**Given request**
Copy every row below word for word, leaving out the pictures.

**Stored records**

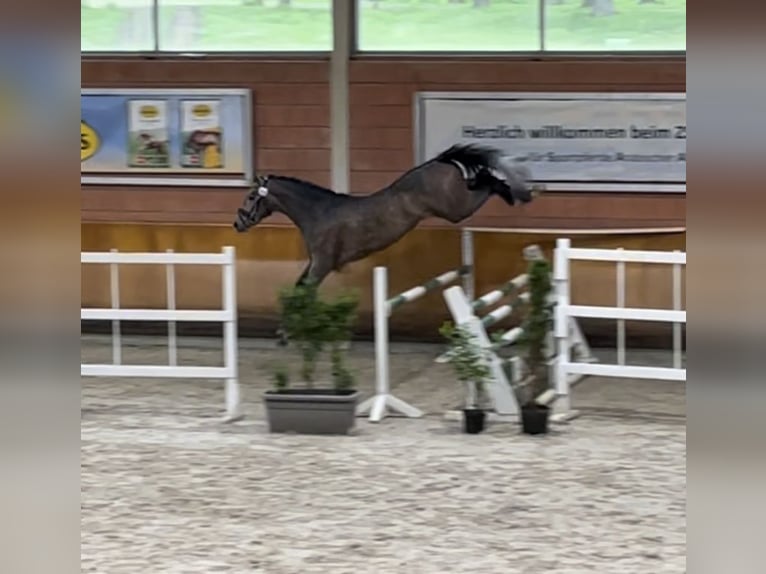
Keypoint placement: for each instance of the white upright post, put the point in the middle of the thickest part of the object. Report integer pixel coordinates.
(114, 286)
(467, 252)
(561, 322)
(170, 286)
(620, 283)
(383, 401)
(230, 342)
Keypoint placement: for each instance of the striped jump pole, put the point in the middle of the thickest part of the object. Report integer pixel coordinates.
(510, 287)
(383, 401)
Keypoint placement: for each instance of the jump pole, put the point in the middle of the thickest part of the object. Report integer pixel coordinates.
(383, 401)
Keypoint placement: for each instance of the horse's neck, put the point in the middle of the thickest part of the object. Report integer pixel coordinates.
(298, 205)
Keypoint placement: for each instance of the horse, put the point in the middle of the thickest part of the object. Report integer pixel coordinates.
(338, 229)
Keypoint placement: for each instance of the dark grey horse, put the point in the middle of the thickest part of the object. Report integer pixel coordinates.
(338, 228)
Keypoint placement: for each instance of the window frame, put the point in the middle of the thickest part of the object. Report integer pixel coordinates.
(357, 53)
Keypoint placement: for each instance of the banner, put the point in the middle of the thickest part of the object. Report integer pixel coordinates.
(161, 137)
(611, 139)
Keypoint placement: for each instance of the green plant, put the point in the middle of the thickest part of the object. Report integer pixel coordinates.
(537, 326)
(312, 324)
(469, 361)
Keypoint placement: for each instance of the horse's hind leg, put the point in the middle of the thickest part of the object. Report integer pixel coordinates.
(281, 335)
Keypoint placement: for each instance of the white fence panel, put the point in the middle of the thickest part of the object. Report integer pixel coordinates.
(227, 315)
(565, 311)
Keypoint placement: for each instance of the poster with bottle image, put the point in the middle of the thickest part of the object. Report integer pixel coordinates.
(201, 134)
(148, 144)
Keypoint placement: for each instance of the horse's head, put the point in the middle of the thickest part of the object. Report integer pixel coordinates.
(257, 206)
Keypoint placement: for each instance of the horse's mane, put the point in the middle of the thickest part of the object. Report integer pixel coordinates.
(312, 186)
(472, 156)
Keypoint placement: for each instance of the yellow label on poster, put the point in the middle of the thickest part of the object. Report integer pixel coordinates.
(89, 141)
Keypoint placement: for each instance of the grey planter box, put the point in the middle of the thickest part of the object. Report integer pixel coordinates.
(311, 411)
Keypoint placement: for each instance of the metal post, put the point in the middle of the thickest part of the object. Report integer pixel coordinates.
(114, 287)
(230, 335)
(620, 304)
(467, 260)
(170, 285)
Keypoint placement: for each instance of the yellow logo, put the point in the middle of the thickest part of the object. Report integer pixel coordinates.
(89, 141)
(201, 110)
(149, 112)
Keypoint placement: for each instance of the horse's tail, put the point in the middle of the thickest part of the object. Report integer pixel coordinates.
(483, 164)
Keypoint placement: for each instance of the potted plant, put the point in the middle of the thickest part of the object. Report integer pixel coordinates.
(471, 367)
(312, 325)
(534, 394)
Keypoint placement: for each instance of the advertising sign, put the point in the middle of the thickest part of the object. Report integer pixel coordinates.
(610, 142)
(166, 137)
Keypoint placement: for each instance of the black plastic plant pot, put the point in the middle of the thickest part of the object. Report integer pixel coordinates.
(473, 420)
(534, 419)
(311, 411)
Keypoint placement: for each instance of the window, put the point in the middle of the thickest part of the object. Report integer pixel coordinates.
(207, 25)
(107, 26)
(514, 25)
(615, 25)
(448, 25)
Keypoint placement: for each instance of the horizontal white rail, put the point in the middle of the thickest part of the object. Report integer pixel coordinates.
(156, 258)
(629, 371)
(627, 256)
(157, 315)
(159, 371)
(625, 313)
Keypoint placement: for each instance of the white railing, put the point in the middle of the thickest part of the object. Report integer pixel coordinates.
(227, 315)
(564, 311)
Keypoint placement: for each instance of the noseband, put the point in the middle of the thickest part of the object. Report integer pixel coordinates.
(250, 216)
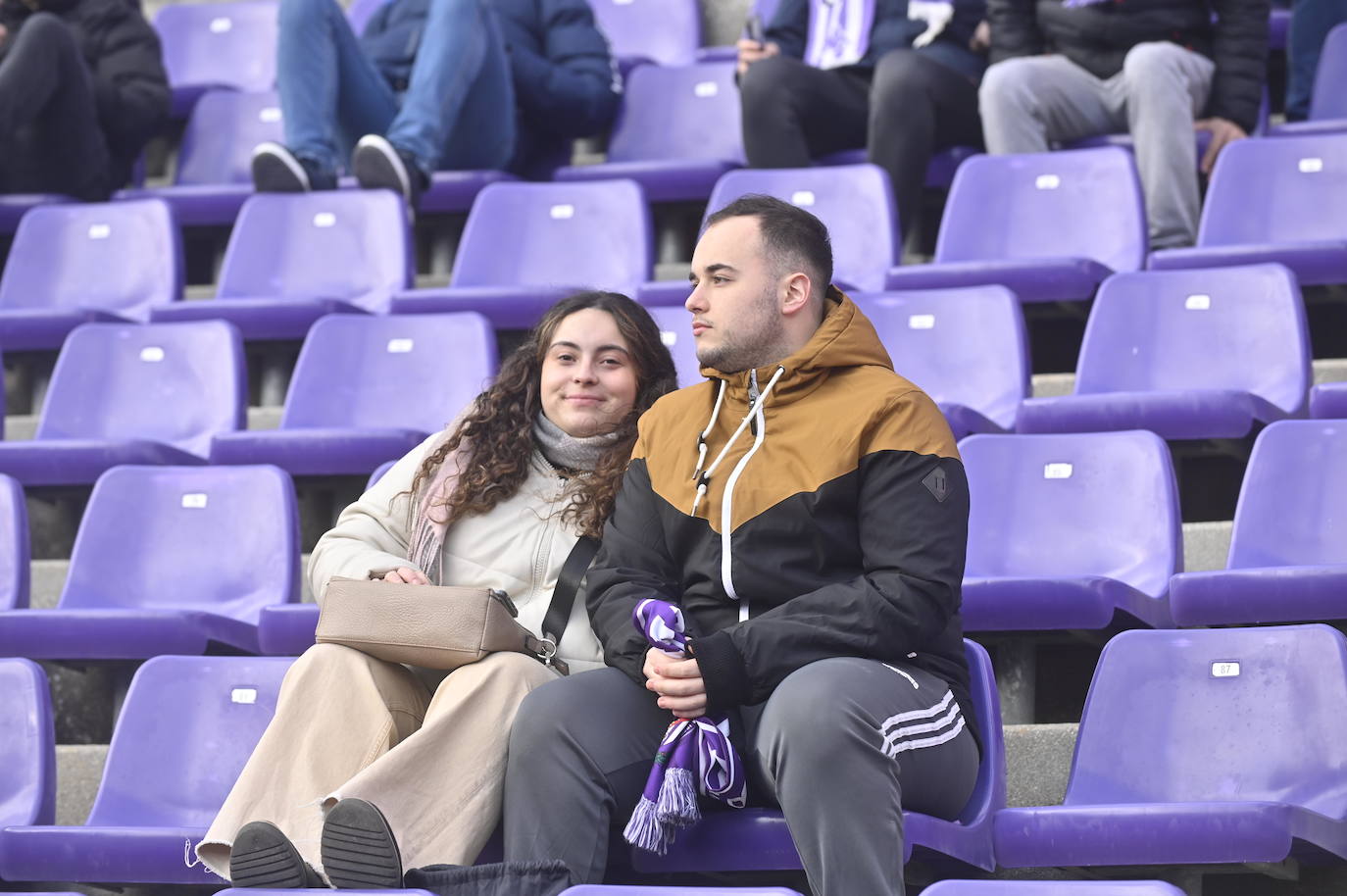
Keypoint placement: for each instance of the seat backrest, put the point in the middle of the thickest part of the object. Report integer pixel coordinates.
(1067, 506)
(1234, 715)
(962, 346)
(217, 539)
(679, 112)
(1203, 329)
(114, 256)
(226, 45)
(222, 133)
(854, 202)
(186, 729)
(1329, 100)
(676, 333)
(594, 234)
(1284, 190)
(174, 383)
(14, 551)
(1290, 504)
(330, 244)
(27, 745)
(407, 371)
(663, 31)
(1079, 204)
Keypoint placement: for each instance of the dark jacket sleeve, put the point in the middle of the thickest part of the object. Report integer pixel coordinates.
(572, 86)
(1239, 50)
(789, 27)
(632, 565)
(1015, 28)
(914, 539)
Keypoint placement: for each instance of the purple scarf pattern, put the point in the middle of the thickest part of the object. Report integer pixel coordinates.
(694, 758)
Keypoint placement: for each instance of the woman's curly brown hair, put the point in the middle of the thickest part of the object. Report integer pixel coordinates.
(499, 426)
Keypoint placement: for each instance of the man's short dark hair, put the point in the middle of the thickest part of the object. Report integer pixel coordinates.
(791, 236)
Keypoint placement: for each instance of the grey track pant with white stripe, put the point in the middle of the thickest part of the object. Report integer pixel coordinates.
(841, 745)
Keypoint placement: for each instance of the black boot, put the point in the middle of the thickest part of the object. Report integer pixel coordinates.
(359, 848)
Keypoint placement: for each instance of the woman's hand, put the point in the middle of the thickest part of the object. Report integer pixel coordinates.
(406, 575)
(677, 682)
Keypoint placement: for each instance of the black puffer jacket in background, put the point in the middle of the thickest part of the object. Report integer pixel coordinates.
(1098, 36)
(125, 60)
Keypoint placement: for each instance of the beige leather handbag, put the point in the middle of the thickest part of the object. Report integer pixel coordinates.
(428, 625)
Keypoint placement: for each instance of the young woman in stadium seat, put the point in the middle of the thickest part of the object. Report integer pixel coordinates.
(496, 500)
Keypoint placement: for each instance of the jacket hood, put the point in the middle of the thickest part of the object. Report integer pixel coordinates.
(845, 338)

**Output for this task**
Keypoint placement: for each instance of the white upright post, put the point in the middle of the thickest part of the object. Report integer pixel coordinates.
(114, 286)
(467, 252)
(561, 322)
(170, 286)
(620, 283)
(383, 401)
(230, 342)
Keypoint placement: for each instance of the striped jump pole, put the point in the middle of the thickest part of the object. Report integer pixel coordinates.
(510, 287)
(383, 401)
Keypoint placement: for each instance of the jump pole, put the point in the middle of the thickest part of the object. Report integer pixel coordinates.
(383, 401)
Keypoint placement: for each instance of the horse's neck, put the point in the middle of the thickest part of the object. Report integer pixel coordinates.
(298, 205)
Keypoint placement: for each instance of the horse, put the point in the middle of the thickest part of the object. Report integer pixel coordinates.
(338, 229)
Keypoint placement: for each instance of the dark grey horse, put the point in the middle of the thickest part of the object. Report integer pixel coordinates.
(338, 228)
Keypoint placement: for each instance of the window frame, put the point in the middle of the thickest part of the object. Report integer pixel coordinates.
(357, 53)
Keypoint placement: for each instance of the banner, put the point in the middle of the thickest part of the object. Report integer pixel coordinates.
(161, 137)
(611, 139)
Keypoint placement: for each instance of the green plant, put the point in the middle of the thickest part of the object. Report integer pixel coordinates.
(537, 326)
(312, 324)
(469, 361)
Keypoint placement: for each instance of the horse's hind leg, put the point in the middle of the thickest part of the object. Report integer pixel coordinates.
(281, 335)
Keypoint placement: for each instance of the white fence panel, put the point in the middle of the thickest part of the object. Report integer pixel coordinates.
(227, 315)
(565, 311)
Keypoint placement: for each instance of the poster with bottle image, put the point in the middle of the thickest part of the object. Report integer pixel coordinates.
(201, 134)
(148, 144)
Keypoint placement: for each instance of the horse's head, put the point in the middle of the thickest part of the object. Report integer pixel coordinates.
(257, 206)
Keypoint placement: for each instance of the horse's mane, put the point in the middle of the thickest part of the object. Report integer pixel coordinates.
(312, 186)
(472, 156)
Keypoint placement: for each instance of the yellow label on poster, put the point in the middle of the thickest part of the object. Report integer pixel coordinates.
(89, 141)
Keypoint placement: for each instance of the grey planter box, put the point in the middle of the thickest part of the object. Report integer pixel coordinates.
(311, 411)
Keypoint placement: for each instance of the metal post, put the point in the middle of the thickest part of the object. Report integer pixel coordinates.
(114, 287)
(230, 335)
(620, 304)
(467, 260)
(170, 285)
Keypoint placement: for each instance of the yellow logo, put the point in the middle of the thickest part of the object. Report integer pixel coordinates.
(89, 141)
(201, 110)
(149, 112)
Keypoint placement: for each instance of the horse's tail, put the point in the middle of the thickest part of the object. Report integer pixel coordinates.
(483, 164)
Keypoint placement: for each instance of the potted plant, put the point in the middle of the thickest part of the object. Report integer pixel coordinates.
(471, 367)
(312, 325)
(534, 394)
Keypoint placement: for each instance of the advertising sign, put the point in the middle of the thickest part of the object. Report integer pixel coordinates.
(610, 142)
(166, 137)
Keypoint placement: for each instance of the black plastic plant pot, put the point in the middle of the thickest part of the object. Report integer pixel coordinates.
(473, 420)
(534, 419)
(311, 411)
Keypoint placement: for each instance of the window, put the point in the middle of the thickest part of the object. Report integer pixel coordinates.
(207, 25)
(107, 26)
(514, 25)
(615, 25)
(448, 25)
Keypoint placement: for each instance of the horizontal white rail, put the point in the middle of the thickest part of the object. Report integer pixel coordinates.
(156, 258)
(629, 371)
(627, 256)
(157, 315)
(159, 371)
(625, 313)
Keypoint placement: for each instance of the white railing, put the point in the middle of the thickest part of the object. Report integer pixel coordinates.
(227, 315)
(564, 311)
Keypoint placement: for each instance of the noseband, put the point in the middle of the thickest part of the object. Report integer pixel coordinates.
(250, 216)
Keypoint placement: for each instance of the seat backrest, put the point in the middle of the thickest part of the object. Report integer pixel coordinates.
(1067, 506)
(1234, 715)
(962, 346)
(217, 539)
(679, 112)
(1203, 329)
(114, 256)
(226, 45)
(222, 133)
(854, 202)
(186, 729)
(1329, 100)
(676, 333)
(594, 234)
(1284, 190)
(174, 383)
(14, 551)
(1290, 504)
(330, 244)
(27, 745)
(407, 371)
(663, 31)
(1079, 204)
Keypoint placement: for each instance of the dark jacket sleeve, put the point in the middle of the thickest part of the object. Report integer pixel coordinates.
(572, 86)
(1239, 50)
(789, 27)
(632, 565)
(1015, 28)
(914, 539)
Keypoint placement: for each instance of the purple scarf pattern, put the point in the middle of the thickest part of the object. Report integer pixel coordinates.
(694, 758)
Keypoint placement: for each instance of the woman's curly brown hair, put the point in the middle of the thickest part of the object. Report integer pixel coordinates.
(499, 426)
Keypoint placement: for each instance of the man's short dark hair, put the point in the middle of the thickest part of the object. Report integer pixel coordinates.
(791, 236)
Keypoint placement: for each instance of the grey track pant with white stripe, put the point in the middle of the thickest part of the object. Report integer pixel coordinates.
(841, 745)
Keypoint placement: for each instance of the black boot, put the point in the middle of the thickest part of the object. Report integer pixel coordinates.
(359, 848)
Keypoint placement: for each instance of the woman's hand, put the point in the middle of the thickest part of the object. Report integer pixel coordinates.
(406, 575)
(677, 682)
Keypoint placement: for each instance of the black puffer jacket in background, put the point in the middle of the thickest part of the object. Report integer pixel coordinates.
(1098, 36)
(125, 60)
Keypoint placement: for each instance of the beige leather handbag, put the point in the middle of the thickest part of the object. Report integer pixel coordinates.
(428, 625)
Keypoint placement: for each instance of the young woman in stadium seat, put the point in the middle of the thickest part of the object. Report integer pixel coordinates.
(496, 500)
Keypoint placement: for each instance of the jacket hood, put the point in the middle of the thickest part of the object. Report integer pixel coordinates.
(845, 338)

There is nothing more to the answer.